▶ **Documento fuente**
'''

Elegido en el año 1566 como Sumo Pontífice, San Pío V
gobernó en tiempos sumamente difíciles para la Iglesia, la cual afrontaba
gravísimos desafíos internos y externos que amenazaban su existencia: desde el
interior, la Iglesia veía amenazada su existencia espiritual, puesto que sufría
la defección de muchos de sus propios hijos que, por medio de la violencia
física y verbal, y encabezados por Lutero, pretendían una Reforma de sus mismos
cimientos dogmáticos; San Pío V comprendió inmediatamente que de ser aplicada
esta Reforma, en vez de “reformada”, la Iglesia quedaría tan “deformada”, que sería
irreconocible como la Esposa Mística del Cordero, y así el Papa tuvo que enfrentar
la Reforma Protestante organizando con mucho éxito la Contrarreforma Católica;
en el plano externo, tanto la Iglesia como la cristiandad toda, veían amenazada
su existencia física debido a la inminente invasión de los turcos otomanos: en
caso de triunfar en la batalla, arrasarían la Europa cristiana, imponiendo por
la violencia de las armas el Islam. Frente a tan grave peligro, San Pío V reunió
una fuerza naval constituida por las escuadras pontificia, española y veneciana,
que venció en la Batalla de Lepanto pese a contar con una desventaja de diez a
uno en relación a los otomanos, y la razón del triunfo fue que el Sumo
Pontífice la dotó de una poderosísima arma: el rezo del Santo Rosario. Otras acciones
clamorosas del Papa fueron la reordenación del breviario y del Misal Romano y
la imposición de la Suma Teológica de Santo Tomás de Aquino en las
universidades católicas, hecho que dotaría a la intelectualidad católica de un
instrumento valiosísimo para hacer frente a las numerosas herejías que aparecerían
en el tiempo.

'''

(Elementos almacenados del conjunto de datos)

'''

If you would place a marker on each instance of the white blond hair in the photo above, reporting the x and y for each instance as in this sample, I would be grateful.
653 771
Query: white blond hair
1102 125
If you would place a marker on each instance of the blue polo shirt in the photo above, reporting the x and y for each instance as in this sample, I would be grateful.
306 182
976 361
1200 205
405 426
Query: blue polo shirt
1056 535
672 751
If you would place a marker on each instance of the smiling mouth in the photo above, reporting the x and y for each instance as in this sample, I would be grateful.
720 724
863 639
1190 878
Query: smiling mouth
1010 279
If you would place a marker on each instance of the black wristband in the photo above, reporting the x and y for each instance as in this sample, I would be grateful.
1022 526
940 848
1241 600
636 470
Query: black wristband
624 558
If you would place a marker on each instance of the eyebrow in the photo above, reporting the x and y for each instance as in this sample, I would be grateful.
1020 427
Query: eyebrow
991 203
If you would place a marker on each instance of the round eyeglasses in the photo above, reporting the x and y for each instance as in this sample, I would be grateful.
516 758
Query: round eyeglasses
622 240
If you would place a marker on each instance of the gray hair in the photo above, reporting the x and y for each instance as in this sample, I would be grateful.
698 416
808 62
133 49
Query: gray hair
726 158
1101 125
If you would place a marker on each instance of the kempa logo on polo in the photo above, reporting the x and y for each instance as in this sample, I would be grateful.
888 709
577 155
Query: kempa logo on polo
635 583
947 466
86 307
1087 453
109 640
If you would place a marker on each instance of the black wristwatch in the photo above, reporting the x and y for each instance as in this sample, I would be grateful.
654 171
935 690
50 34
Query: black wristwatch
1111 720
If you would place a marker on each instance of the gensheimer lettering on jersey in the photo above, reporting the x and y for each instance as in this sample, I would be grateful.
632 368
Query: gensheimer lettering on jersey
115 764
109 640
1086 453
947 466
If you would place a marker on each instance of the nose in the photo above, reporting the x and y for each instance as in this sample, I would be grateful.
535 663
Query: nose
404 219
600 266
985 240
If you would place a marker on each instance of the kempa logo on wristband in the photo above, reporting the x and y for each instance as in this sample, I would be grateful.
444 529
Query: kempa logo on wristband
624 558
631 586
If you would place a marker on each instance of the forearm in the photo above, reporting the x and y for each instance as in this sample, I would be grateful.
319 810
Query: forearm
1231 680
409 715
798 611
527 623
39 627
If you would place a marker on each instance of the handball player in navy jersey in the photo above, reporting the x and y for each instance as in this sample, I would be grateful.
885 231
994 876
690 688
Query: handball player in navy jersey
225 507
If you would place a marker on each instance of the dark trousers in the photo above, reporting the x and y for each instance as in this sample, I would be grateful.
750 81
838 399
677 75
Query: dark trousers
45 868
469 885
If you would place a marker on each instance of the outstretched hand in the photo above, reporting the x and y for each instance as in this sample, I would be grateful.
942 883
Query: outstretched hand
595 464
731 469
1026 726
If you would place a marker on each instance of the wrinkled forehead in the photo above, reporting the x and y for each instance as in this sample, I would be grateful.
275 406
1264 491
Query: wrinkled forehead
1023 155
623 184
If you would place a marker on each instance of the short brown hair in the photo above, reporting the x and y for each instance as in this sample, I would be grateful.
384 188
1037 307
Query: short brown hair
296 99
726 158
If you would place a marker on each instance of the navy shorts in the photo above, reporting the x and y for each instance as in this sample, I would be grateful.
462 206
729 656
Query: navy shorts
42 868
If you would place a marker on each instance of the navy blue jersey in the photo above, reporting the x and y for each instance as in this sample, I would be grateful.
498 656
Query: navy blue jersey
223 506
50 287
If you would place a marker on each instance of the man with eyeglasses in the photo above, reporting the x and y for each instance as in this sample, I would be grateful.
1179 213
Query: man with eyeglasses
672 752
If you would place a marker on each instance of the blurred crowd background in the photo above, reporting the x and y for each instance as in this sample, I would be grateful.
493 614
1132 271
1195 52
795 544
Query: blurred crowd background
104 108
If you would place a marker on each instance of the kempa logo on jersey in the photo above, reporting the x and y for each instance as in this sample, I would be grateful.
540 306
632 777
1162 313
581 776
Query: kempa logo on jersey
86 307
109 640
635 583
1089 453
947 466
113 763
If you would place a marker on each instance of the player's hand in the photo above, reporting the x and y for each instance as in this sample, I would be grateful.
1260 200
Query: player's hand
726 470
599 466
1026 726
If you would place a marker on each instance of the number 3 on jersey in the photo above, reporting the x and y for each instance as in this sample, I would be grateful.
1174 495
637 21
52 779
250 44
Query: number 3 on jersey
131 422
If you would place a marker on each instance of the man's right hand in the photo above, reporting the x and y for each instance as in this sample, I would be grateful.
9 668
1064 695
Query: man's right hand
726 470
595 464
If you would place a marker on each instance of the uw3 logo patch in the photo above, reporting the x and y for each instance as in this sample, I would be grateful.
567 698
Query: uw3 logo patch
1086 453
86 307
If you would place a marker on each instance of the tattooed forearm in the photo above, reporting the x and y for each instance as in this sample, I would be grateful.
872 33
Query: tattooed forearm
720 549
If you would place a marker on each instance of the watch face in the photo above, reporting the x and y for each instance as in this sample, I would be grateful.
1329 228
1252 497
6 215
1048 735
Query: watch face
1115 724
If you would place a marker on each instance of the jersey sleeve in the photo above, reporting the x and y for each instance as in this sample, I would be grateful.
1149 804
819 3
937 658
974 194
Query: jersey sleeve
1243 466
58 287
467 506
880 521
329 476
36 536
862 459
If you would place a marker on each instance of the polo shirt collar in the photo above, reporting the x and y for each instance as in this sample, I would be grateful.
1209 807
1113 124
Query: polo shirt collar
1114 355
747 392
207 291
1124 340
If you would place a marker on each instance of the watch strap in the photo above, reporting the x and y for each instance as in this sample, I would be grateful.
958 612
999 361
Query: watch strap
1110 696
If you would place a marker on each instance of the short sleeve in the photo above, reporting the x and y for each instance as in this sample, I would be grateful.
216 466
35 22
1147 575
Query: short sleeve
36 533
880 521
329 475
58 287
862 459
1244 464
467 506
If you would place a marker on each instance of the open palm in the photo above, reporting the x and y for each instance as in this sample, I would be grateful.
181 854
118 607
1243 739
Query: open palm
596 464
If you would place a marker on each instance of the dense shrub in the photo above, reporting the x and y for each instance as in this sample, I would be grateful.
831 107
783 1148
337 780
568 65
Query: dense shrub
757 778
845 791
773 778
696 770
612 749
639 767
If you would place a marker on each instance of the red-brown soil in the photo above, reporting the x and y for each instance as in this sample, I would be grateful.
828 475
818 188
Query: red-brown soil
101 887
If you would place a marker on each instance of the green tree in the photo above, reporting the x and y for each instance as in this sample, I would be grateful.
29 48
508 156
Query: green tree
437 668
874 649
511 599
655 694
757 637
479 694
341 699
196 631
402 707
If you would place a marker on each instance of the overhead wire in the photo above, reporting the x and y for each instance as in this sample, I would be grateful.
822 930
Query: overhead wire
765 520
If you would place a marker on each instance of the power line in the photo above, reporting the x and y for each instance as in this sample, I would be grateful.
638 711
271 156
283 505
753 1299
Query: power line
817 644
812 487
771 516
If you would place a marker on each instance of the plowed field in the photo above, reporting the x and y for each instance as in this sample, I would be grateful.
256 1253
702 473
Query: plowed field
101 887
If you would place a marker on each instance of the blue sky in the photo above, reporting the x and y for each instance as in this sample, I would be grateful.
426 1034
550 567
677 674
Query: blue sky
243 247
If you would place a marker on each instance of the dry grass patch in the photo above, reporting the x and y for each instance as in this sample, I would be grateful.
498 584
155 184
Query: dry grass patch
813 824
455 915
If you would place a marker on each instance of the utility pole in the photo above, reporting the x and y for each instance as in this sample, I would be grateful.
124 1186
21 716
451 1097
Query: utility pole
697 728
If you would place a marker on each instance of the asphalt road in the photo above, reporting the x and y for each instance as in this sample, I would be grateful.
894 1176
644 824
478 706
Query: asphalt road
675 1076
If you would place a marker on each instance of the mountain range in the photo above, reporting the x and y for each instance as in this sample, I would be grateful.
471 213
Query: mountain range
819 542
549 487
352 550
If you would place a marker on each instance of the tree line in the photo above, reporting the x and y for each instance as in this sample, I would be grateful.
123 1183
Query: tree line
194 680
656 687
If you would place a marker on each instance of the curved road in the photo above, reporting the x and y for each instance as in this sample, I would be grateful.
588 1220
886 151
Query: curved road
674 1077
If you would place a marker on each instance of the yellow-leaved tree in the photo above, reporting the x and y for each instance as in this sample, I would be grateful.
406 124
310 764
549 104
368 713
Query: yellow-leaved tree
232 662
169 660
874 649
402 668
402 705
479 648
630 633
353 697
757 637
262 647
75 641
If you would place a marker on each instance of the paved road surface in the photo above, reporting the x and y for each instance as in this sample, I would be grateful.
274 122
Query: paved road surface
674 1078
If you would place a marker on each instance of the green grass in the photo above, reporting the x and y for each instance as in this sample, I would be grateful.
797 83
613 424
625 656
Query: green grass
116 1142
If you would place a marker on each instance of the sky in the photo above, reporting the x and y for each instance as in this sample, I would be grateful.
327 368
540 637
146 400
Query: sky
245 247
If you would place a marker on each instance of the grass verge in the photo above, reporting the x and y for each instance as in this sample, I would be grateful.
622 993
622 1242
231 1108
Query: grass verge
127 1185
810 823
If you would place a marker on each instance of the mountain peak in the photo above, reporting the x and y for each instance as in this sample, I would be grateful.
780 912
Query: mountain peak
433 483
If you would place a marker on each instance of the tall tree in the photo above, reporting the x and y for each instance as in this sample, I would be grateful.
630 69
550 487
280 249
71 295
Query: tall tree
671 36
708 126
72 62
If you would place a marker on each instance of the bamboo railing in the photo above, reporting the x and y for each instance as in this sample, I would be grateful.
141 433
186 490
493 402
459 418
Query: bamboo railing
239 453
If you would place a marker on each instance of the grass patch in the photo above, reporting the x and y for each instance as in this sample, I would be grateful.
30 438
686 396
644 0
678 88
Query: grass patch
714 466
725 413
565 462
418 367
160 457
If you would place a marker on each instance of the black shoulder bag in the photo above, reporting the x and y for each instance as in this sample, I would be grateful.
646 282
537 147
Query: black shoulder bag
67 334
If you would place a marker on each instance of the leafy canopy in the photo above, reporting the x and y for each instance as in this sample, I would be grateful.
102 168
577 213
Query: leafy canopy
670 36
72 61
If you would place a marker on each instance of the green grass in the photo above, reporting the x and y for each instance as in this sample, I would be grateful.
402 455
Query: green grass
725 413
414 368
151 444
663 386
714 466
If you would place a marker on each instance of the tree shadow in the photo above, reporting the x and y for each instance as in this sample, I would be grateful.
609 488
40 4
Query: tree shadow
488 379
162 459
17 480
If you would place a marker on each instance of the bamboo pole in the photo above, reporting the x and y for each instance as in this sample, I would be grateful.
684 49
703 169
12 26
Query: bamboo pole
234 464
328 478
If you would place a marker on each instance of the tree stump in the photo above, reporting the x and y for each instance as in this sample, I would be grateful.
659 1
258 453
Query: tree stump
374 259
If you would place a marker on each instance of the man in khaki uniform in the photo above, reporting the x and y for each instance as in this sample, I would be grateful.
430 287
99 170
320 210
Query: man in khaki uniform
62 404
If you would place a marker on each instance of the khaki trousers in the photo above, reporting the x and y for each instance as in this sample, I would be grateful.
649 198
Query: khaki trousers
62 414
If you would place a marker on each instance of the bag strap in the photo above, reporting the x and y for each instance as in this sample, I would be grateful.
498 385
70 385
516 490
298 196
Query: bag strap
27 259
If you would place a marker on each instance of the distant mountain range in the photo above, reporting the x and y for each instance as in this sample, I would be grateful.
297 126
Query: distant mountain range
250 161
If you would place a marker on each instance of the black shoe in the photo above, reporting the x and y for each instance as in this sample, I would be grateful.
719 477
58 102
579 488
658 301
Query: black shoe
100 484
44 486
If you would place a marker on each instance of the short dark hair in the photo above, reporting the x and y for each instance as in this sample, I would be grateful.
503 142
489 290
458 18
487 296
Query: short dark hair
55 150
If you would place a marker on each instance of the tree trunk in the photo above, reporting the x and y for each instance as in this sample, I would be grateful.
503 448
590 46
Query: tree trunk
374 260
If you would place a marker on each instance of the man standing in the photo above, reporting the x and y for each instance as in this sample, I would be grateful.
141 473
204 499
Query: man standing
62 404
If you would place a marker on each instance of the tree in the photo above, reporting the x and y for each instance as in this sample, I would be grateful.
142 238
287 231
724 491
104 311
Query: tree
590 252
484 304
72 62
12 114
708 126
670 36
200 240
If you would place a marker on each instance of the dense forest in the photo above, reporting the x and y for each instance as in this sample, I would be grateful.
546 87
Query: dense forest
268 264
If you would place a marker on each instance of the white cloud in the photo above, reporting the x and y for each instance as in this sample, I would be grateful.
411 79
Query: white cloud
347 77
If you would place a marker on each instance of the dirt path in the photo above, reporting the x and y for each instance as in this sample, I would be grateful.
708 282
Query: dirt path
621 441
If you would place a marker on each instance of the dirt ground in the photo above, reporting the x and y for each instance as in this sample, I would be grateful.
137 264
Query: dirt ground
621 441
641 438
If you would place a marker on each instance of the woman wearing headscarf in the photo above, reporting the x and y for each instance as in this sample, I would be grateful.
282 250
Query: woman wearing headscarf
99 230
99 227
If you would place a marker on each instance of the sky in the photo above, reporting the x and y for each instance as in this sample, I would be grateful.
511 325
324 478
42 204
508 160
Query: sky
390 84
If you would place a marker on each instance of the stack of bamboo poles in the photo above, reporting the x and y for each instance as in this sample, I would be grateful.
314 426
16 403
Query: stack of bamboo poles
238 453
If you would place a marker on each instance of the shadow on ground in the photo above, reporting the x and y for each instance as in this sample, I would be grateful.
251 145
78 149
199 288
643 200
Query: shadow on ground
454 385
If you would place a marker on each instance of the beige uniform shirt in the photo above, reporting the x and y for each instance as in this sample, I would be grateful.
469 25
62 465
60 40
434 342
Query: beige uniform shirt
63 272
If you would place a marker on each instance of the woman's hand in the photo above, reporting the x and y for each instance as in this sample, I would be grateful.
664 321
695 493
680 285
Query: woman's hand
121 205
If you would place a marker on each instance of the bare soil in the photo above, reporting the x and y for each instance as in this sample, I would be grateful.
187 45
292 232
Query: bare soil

'''

▶ **Ejercicios propuestos**
a: Según el texto sobre San Pío V, ¿qué escuadras formaban la fuerza naval que reunió el Papa?
b: Selecciona del listado cada línea que contenga la palabra "right" y cópiala.

▶ **Respuestas por ejercicio**
a: Las escuadras pontificia, española y veneciana.

b:
If you would place a marker on each instance of the man's right hand in the photo above, reporting the x and y for each instance as in this sample, I would be grateful.
Query: man's right hand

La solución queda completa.